Kilas Sejarah Pesantren Al-Munawwir Krapyak, Jogja
HIDAYATUNA.COM, Yogyakarta – Indonesia terkenal dengan keunikan salah satu sistem pendidikannya yang berbasis asrama. Sistem pendidikan ini jamak dikenal dengan sebutan pesantren.
Keberadaan pesantren di Indonesia sudah sangat lama sekali, sehingga peranannya dalam sejarah islamisasi di Indonesia tidak bisa diragukan lagi.
Salah satu pesantren tua yang masih eksis hingga sekarang adalah pesantren al-Munawwir. Beberapa orang menyebutnya dengan pesantren Krapyak.
Penyebutan tersebut sebenarnya kurang tepat karena di Krapyak sendiri terdapat dua pesantren yang secara kelembagaan relatif terpisah dari segi pengelolaannya yaitu al-Munawwir dan Ali Ma’sum.
Krapyak merupakan nama tempat yang berada di sebelah selatan Kraton Yogyakarta serta perbatasan antara kota Yogyakarta dan Bantul.
Pada tahun 1850-an, seperti dikisahkan oleh Ahmad Athoillah dalam bukunya KH. Ali Maksum: Ulama, Pesantren dan NU, Krapyak masih merupakan hutan yang lebat dan sebagian wilayahnya digunakan untuk mengubur para sinden dan opsir Belanda.
Karena lokasinya yang berada di wilayah Krapyak inilah pesantren ini pada mulanya dinamai oesantren Krapyak.
Baru kemudian pada tahun 1976, diubah menjadi pesantren al-Munawwir untuk mengenang pendirinya dan karena al-Qur’an lah yang menjadi ciri khasnya (almunawwir.com).
Sesuai namanya, pesantren al-Munawwir didirikan oleh KH. M. Munawwir bin Abdullah Rosyad bin Hasan Basori.
Lahir di ligkungan Keraton, yakni kauman. Tidak heran jika rumah ayahnya berdekatan dengan rumah KH. Ahmad Dahlan tokoh pendiri Muhammadiyah.
Meski demikian, masa kecilnya dihabiskan untuk berkeliling menuntut ilmu kepada sejumlah ulama pada masanya seperti KH. Abdullah Kanggotan (Bantul), Kiai Saleh darat (Semarang), KH. Abdurrahman bin Abdurouf Watu Congol (Muntilan) dan KH. Kholil (Bangkalan).
Pengembaraan ilmiah KH. M. Munawir tidak hanya di nusantara, melainkan jauh hingga ke negeri hijaz (1888).
Di sana beliau belajar kepada para ulama otoritatif di bidang yang kelak menjadi spesialisasinya yakni al-Qur’an.
Nama ulama tersebut di antaranya Syaikh Abdullah Sanqoro, Syaikh Sarbini, Syaikh Mukri, Syaikh Ibrohim al-Huzaimi, Syaikh Mansyur, Syaikh Abdussyakur dan Syaikh Musthofa.
Setelah menimba ilmu selama 21 tahun di Makah, KH. M. Munawir pulang ke tanah air (1909). Beliau menetap di Kauman untuk mengajarkan al-Qur’an.

§ **Tujuan Tugas**
Kutip tanpa perubahan bagian teks sejarah Pesantren Al-Munawwir di atas, mulai dari "Lahir di ligkungan" sampai dengan "negeri hijaz (1888).", termasuk kata-kata penutup itu.

§ **Data Hasil Ekstraksi**
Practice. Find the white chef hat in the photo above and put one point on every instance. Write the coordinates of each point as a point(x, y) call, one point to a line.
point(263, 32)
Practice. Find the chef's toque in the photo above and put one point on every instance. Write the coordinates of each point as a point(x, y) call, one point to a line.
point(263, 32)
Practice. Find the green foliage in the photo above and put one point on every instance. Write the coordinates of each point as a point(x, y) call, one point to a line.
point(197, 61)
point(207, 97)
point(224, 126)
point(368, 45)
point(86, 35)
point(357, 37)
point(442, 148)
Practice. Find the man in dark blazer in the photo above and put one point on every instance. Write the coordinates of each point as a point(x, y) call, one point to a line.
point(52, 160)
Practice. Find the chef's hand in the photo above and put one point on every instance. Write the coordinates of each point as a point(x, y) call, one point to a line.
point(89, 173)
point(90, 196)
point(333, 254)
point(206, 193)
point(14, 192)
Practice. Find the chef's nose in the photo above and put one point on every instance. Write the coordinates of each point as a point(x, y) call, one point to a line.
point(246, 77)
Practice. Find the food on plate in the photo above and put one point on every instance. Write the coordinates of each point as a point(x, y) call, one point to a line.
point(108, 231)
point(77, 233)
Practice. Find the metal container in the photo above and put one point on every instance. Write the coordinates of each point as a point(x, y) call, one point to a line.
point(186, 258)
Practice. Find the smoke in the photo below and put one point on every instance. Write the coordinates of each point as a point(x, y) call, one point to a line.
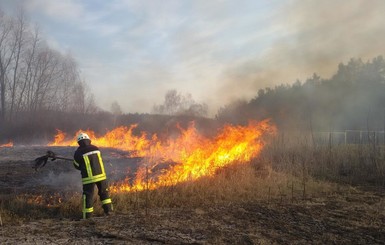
point(314, 37)
point(63, 181)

§ **Hasil yang Benar**
Lahir di ligkungan Keraton, yakni kauman. Tidak heran jika rumah ayahnya berdekatan dengan rumah KH. Ahmad Dahlan tokoh pendiri Muhammadiyah.
Meski demikian, masa kecilnya dihabiskan untuk berkeliling menuntut ilmu kepada sejumlah ulama pada masanya seperti KH. Abdullah Kanggotan (Bantul), Kiai Saleh darat (Semarang), KH. Abdurrahman bin Abdurouf Watu Congol (Muntilan) dan KH. Kholil (Bangkalan).
Pengembaraan ilmiah KH. M. Munawir tidak hanya di nusantara, melainkan jauh hingga ke negeri hijaz (1888).